(Recorded data)
'''

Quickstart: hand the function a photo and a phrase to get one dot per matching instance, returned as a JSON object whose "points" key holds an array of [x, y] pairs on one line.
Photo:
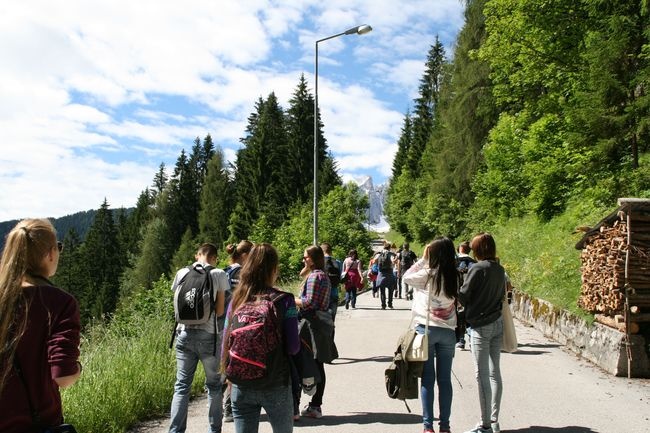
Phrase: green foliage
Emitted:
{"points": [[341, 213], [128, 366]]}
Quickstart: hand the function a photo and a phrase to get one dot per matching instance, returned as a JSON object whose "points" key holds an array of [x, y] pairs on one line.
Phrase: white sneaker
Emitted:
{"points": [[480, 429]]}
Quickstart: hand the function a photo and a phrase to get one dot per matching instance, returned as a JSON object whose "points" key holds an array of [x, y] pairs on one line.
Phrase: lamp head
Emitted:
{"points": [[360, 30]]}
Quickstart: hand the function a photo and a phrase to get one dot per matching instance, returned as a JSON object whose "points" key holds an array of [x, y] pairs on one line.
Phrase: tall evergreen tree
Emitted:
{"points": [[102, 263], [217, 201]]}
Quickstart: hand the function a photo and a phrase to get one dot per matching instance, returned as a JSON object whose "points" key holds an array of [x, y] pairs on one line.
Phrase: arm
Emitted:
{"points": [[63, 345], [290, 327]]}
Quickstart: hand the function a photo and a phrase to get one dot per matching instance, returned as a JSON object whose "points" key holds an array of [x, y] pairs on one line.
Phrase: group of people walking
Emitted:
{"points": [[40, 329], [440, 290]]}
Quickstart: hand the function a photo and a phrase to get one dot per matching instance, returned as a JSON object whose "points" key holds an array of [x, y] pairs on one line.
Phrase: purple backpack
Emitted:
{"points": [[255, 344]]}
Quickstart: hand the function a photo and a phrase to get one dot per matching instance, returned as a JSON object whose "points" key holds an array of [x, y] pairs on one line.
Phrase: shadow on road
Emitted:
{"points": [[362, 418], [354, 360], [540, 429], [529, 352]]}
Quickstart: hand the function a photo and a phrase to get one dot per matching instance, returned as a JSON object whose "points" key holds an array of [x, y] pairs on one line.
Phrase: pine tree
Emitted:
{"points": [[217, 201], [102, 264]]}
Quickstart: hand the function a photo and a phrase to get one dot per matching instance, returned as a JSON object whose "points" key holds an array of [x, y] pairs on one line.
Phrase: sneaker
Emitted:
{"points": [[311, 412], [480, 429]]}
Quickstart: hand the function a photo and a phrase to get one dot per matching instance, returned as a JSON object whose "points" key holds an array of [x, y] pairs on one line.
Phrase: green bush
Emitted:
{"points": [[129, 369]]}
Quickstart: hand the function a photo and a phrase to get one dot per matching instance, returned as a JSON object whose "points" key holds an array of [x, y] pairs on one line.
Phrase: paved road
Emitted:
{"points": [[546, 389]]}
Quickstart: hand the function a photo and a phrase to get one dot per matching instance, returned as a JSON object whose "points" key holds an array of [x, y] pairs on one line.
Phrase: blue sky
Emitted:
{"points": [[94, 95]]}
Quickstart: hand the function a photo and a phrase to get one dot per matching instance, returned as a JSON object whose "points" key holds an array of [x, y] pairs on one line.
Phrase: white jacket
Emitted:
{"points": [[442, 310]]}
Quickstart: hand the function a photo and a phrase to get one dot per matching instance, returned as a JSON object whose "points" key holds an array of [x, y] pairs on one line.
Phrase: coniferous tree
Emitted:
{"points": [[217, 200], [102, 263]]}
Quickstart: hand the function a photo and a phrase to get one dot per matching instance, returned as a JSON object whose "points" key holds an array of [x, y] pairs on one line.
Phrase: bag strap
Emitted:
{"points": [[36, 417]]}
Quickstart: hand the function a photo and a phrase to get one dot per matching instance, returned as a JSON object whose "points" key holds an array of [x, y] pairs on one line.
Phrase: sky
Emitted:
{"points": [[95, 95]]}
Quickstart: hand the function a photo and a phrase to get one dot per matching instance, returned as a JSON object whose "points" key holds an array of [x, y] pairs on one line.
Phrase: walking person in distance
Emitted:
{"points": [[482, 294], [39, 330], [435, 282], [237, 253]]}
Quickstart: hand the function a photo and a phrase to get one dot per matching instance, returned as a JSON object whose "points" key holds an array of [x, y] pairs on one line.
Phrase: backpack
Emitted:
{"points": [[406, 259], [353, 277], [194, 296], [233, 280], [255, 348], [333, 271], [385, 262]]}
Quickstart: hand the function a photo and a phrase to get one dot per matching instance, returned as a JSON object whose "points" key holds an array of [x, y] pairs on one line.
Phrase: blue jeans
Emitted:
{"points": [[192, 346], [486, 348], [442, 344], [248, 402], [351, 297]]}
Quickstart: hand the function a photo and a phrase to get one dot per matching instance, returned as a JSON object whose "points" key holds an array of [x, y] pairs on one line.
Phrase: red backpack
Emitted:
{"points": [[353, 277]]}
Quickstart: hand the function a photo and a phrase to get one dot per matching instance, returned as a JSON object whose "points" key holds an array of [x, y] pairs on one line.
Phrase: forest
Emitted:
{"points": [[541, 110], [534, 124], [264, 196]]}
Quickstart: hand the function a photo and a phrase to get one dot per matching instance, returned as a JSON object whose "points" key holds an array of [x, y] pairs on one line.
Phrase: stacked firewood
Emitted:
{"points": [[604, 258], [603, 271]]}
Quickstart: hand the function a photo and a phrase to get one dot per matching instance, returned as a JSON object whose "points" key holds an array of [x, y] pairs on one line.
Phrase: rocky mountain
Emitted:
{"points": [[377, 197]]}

'''
'''

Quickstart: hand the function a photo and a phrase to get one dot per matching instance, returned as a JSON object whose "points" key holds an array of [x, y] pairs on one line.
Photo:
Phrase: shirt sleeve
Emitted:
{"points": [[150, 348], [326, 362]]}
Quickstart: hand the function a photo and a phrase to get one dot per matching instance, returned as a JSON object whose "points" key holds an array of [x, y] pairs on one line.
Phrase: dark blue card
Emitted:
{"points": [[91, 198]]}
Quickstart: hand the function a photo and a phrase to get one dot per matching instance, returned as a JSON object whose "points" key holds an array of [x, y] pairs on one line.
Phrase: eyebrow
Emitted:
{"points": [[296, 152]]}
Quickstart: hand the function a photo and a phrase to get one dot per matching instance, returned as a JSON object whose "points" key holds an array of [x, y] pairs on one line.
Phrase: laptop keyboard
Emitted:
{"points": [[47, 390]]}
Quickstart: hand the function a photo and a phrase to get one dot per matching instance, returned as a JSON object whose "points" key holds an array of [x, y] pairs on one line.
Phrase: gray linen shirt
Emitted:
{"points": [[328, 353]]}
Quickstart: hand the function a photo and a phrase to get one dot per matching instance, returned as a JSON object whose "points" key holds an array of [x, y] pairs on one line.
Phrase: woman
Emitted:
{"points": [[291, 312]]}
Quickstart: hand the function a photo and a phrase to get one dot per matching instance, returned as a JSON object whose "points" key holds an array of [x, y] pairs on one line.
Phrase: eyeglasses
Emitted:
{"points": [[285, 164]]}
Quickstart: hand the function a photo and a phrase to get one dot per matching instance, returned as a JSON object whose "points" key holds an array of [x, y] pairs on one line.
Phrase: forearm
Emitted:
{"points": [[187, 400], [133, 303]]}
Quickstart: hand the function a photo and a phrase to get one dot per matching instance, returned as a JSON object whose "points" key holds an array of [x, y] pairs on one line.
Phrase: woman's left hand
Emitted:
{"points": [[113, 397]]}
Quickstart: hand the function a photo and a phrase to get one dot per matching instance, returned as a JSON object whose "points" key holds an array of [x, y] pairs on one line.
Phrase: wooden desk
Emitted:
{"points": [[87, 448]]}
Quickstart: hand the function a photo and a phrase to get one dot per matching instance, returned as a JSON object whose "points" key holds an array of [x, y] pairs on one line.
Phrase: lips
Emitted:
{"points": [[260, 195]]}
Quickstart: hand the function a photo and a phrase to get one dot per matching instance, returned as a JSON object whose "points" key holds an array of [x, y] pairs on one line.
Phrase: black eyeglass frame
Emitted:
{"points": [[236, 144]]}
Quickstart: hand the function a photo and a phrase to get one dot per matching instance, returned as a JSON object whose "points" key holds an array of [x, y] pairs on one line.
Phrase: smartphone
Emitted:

'''
'''

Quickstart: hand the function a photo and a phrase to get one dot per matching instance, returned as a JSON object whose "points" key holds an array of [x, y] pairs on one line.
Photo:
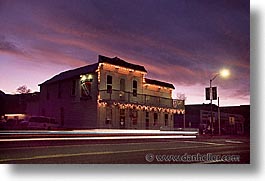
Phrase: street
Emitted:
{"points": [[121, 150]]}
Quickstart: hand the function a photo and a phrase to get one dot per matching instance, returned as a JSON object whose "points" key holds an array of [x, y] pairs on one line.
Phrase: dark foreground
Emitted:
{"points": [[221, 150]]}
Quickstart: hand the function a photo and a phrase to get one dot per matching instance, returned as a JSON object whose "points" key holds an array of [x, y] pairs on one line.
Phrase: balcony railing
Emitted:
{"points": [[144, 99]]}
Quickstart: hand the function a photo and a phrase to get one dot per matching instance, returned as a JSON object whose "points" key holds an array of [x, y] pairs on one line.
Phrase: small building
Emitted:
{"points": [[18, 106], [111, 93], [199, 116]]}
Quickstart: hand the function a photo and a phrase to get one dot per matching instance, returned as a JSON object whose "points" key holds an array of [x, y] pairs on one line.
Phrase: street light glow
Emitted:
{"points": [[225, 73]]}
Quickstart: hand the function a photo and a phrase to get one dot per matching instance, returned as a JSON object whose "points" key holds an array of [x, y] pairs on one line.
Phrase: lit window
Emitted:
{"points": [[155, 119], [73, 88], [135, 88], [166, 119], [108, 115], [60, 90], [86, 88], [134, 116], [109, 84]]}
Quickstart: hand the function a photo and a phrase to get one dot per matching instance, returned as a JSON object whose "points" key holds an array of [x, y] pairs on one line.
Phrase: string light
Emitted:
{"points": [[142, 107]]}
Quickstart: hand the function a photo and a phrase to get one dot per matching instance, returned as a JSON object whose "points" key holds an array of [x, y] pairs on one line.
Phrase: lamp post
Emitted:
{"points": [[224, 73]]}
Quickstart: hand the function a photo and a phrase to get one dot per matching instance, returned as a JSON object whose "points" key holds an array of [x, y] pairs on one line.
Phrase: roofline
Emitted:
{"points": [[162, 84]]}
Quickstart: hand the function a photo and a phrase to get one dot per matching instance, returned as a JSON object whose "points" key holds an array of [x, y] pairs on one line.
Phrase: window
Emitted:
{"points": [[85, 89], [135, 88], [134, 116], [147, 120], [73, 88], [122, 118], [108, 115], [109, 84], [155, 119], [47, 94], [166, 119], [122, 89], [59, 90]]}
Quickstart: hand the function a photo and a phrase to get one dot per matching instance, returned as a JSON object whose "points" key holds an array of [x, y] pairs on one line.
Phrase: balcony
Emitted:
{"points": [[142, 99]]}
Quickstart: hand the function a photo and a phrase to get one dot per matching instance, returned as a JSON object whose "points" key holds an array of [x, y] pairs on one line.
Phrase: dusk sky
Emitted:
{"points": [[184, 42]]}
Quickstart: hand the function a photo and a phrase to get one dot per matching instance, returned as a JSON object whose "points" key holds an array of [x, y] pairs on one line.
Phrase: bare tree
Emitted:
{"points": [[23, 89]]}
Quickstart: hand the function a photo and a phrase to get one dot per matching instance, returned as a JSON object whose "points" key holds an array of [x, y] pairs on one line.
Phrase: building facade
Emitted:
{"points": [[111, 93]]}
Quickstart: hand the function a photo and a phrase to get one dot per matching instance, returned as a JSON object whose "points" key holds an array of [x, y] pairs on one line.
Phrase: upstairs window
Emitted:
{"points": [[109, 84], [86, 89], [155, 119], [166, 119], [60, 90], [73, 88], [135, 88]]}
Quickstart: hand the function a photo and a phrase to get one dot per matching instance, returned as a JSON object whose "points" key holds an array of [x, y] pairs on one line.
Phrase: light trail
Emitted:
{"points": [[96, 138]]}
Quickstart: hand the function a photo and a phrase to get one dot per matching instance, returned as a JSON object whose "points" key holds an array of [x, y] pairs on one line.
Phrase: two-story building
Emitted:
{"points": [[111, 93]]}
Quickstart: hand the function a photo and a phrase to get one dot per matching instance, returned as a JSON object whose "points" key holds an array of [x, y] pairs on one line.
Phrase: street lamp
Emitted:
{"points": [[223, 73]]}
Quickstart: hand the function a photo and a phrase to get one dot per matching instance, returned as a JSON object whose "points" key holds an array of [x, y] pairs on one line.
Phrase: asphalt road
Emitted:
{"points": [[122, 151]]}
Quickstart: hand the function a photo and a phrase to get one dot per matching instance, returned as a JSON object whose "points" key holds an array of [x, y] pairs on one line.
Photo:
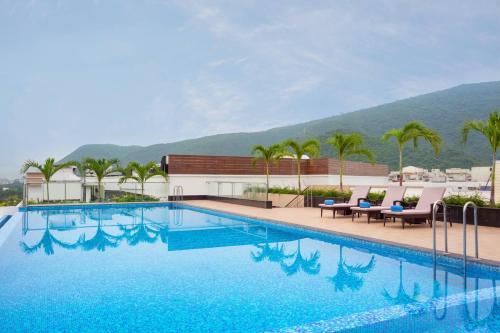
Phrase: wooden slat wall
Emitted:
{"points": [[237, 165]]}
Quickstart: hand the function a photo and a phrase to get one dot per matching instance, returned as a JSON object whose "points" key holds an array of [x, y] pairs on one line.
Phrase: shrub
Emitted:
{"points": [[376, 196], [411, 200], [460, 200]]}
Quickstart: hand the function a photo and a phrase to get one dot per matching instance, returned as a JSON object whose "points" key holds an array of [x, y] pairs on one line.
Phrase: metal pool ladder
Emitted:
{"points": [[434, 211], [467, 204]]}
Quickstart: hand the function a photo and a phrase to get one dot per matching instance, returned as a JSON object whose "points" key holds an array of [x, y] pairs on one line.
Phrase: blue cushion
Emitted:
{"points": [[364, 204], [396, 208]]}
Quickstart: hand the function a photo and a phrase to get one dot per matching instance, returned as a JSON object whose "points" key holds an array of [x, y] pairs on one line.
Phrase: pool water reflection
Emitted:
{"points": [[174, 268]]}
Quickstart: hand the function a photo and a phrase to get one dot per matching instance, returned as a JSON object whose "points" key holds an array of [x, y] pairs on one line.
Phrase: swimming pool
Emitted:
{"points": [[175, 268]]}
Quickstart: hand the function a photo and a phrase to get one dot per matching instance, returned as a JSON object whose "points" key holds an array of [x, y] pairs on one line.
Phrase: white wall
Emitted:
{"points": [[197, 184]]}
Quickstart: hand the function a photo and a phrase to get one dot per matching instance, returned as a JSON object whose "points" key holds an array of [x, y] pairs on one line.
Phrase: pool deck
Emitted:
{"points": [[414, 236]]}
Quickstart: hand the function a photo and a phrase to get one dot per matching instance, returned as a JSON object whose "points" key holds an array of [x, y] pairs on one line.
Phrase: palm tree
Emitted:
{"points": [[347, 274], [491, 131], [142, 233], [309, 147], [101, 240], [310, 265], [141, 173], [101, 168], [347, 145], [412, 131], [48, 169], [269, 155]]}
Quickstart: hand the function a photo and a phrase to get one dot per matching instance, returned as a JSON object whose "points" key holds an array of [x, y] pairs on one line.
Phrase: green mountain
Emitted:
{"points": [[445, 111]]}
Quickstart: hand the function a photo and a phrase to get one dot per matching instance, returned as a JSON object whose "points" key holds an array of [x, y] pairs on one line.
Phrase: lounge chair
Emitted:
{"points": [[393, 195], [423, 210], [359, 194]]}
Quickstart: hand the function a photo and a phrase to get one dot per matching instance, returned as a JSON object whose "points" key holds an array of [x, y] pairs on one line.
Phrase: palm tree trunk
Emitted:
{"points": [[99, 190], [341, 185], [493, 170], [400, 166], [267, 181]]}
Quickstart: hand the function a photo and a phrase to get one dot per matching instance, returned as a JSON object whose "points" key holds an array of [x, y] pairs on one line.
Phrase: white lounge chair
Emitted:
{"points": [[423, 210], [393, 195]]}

'''

> **Given exercise**: Count the lines in the entries above that contain the string "dark", treating uppercase and lowercase as different, and give only the number.

> **Worked solution**: 2